## Required work
The answer must consist solely of the lines from the one containing "girl's nose, reporting" to the end of the entries below, repeated exactly.

*** Opening Data records ***

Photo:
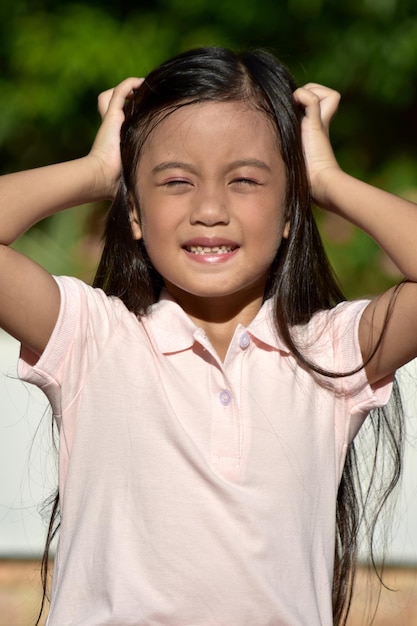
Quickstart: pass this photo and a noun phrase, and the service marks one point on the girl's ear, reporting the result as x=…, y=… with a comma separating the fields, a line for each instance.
x=286, y=230
x=135, y=225
x=134, y=219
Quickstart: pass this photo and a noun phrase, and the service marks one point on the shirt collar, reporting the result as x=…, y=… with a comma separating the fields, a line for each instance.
x=174, y=331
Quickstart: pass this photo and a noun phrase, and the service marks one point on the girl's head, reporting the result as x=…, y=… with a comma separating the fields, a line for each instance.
x=298, y=275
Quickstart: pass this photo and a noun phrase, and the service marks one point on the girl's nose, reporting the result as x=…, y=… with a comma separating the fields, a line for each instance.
x=210, y=208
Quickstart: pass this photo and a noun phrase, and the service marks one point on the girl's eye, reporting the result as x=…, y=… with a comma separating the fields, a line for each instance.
x=248, y=182
x=175, y=183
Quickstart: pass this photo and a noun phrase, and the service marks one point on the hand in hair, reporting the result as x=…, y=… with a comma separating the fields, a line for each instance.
x=106, y=147
x=320, y=105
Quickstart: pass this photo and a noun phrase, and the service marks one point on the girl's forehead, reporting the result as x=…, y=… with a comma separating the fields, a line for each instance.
x=229, y=120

*** Closing Data records ***

## Final answer
Quickstart: pass this photo and a noun phrase, and the service marks one point on the girl's nose, reporting the result as x=…, y=… with a comma separating the fields, a line for each instance.
x=210, y=208
Quickstart: pass this photo and a noun phrase, and the service marks one point on the girl's eye, reporting the result as x=…, y=… with a comma separating the fields, a line for each instance.
x=248, y=182
x=175, y=183
Quickstart: pass this photo and a noun phrase, and the service marks one point on the hand in hair, reporting the result as x=…, y=… with a comma separating the fields, a line for each instance.
x=106, y=147
x=320, y=105
Quickstart: pass this photo and a noun phrase, and the service marks one point on the girl's forehead, reporting the result as x=…, y=… with a comma separating the fields, a line for each instance.
x=229, y=120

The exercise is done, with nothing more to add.